Set tasks:
[a] Update the memorial bridge text between "Section 4. PFC" and "Purple Heart.", inclusive, replacing "native" with "resident".
[b] Decide whether each statement agrees with the memorial bridge text, answering yes or no and quoting the deciding words of the text: (i) Nick Kozorosky served in the 506th Parachute Infantry Regiment; (ii) Nick Kozorosky was killed near Berlin; (iii) the designated bridge is located on U.S. Route 22.

Section 4. PFC Nick Kozorosky Memorial Bridge.
(a) Findings.--The General Assembly finds and declares as
follows:
(1) PFC Nick Kozorosky, a native of Nanty Glo Borough,
served his country in the United States Army, 101st Airborne
Division, 506th Parachute Infantry Regiment during World War
II.
(2) On May 4, 1945, PFC Kozorosky was killed in action
near Berchtesgaden, Germany, where Nazi leaders were planning
a last stand.
(3) PFC Nick Kozorosky was posthumously awarded the
Purple Heart.
(b) Designation.--The bridge located on U.S. Route 219
South, over U.S. Route 22, also known as the Admiral Peary
Highway, in Cambria Township, Cambria County, is designated as
the PFC Nick Kozorosky Memorial Bridge.

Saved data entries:
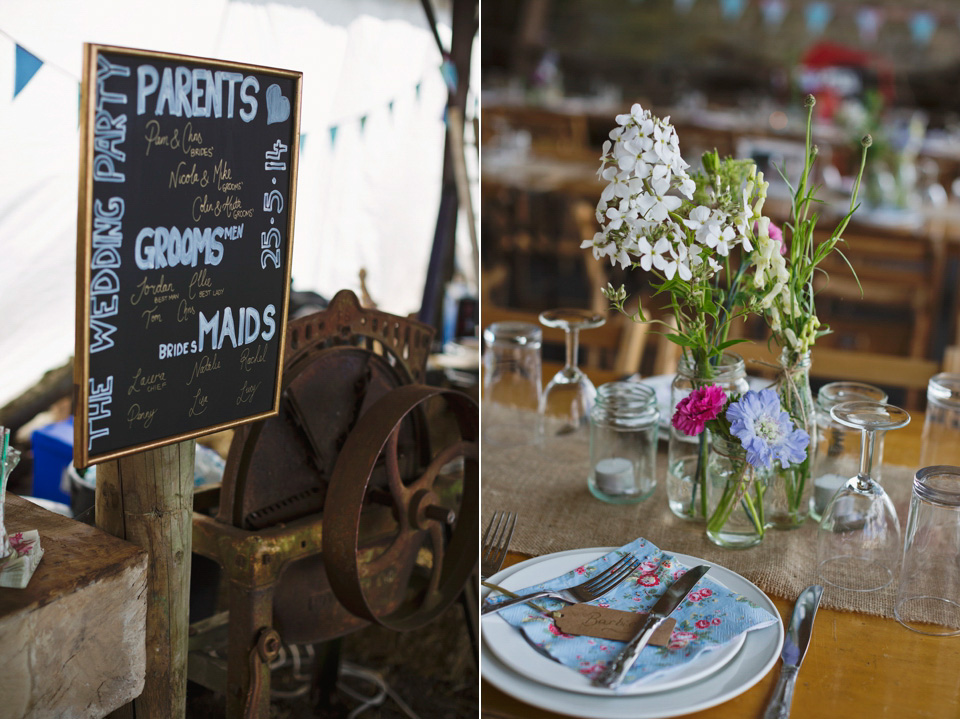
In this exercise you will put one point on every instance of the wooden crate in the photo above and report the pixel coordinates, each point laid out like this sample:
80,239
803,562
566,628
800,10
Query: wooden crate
72,643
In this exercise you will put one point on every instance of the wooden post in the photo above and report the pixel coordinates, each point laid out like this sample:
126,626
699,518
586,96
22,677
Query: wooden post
147,499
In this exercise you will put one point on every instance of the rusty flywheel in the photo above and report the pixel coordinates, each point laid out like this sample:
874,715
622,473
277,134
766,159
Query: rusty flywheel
347,371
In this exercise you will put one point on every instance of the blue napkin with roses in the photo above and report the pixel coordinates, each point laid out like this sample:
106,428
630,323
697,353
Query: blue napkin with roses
710,616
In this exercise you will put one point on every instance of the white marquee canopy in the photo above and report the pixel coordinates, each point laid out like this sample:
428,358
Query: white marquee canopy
372,133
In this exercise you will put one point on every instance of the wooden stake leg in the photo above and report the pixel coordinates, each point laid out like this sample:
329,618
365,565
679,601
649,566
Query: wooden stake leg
147,499
251,611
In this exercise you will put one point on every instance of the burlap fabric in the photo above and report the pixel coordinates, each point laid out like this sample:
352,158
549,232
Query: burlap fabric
547,485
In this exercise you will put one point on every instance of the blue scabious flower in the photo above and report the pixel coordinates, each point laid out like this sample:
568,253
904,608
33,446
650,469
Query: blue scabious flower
766,431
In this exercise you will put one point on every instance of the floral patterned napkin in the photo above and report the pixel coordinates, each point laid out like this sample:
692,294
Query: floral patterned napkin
708,618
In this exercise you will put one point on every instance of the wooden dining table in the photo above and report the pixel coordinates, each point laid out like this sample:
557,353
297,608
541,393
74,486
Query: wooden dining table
857,665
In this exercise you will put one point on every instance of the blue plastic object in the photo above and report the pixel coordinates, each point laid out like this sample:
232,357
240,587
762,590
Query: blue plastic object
52,452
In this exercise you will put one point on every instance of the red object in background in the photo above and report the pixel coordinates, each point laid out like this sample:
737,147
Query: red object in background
828,54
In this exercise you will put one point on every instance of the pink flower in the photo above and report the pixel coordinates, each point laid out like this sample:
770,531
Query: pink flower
776,234
699,407
648,566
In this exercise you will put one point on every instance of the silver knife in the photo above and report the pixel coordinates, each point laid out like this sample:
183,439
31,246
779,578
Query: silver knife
612,676
794,649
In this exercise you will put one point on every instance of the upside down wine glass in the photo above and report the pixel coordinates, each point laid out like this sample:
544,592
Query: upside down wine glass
858,542
569,396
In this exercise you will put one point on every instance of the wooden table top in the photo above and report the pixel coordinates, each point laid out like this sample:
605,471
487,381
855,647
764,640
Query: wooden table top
857,665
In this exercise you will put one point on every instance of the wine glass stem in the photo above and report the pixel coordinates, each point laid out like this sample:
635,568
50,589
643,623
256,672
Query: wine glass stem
867,441
573,342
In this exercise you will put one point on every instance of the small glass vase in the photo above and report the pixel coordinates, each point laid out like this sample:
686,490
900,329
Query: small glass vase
11,460
788,498
735,496
687,456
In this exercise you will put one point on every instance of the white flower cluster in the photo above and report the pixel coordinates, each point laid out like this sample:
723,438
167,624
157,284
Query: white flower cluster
771,274
642,222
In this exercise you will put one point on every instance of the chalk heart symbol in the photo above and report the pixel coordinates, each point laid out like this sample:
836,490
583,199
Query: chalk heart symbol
278,107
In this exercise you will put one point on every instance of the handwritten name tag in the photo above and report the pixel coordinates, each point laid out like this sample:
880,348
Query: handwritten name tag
590,621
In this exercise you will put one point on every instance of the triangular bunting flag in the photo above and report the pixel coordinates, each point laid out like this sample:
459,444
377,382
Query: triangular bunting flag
773,12
27,65
731,9
869,20
818,17
922,26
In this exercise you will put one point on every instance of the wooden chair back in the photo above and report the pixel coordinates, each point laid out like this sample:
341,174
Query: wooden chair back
900,274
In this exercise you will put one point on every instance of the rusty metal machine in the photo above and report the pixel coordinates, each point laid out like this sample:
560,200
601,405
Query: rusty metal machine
358,503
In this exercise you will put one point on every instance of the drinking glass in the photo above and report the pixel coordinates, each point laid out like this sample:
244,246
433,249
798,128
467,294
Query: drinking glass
511,383
941,427
569,396
928,598
859,537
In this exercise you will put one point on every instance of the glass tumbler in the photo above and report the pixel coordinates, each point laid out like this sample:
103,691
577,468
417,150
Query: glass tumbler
511,384
624,423
837,456
928,598
941,427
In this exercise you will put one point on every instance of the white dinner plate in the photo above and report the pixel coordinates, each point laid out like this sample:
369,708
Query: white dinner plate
511,648
756,657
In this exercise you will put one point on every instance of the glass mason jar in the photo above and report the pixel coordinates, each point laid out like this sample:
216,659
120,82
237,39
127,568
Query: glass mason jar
10,461
837,456
687,456
511,383
624,424
941,426
788,498
735,496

Exercise results:
[a]
Section 4. PFC Nick Kozorosky Memorial Bridge.
(a) Findings.--The General Assembly finds and declares as
follows:
(1) PFC Nick Kozorosky, a resident of Nanty Glo Borough,
served his country in the United States Army, 101st Airborne
Division, 506th Parachute Infantry Regiment during World War
II.
(2) On May 4, 1945, PFC Kozorosky was killed in action
near Berchtesgaden, Germany, where Nazi leaders were planning
a last stand.
(3) PFC Nick Kozorosky was posthumously awarded the
Purple Heart.

[b]
(i) Yes: "506th Parachute Infantry Regiment"
(ii) No: "near Berchtesgaden, Germany"
(iii) No: "The bridge located on U.S. Route 219"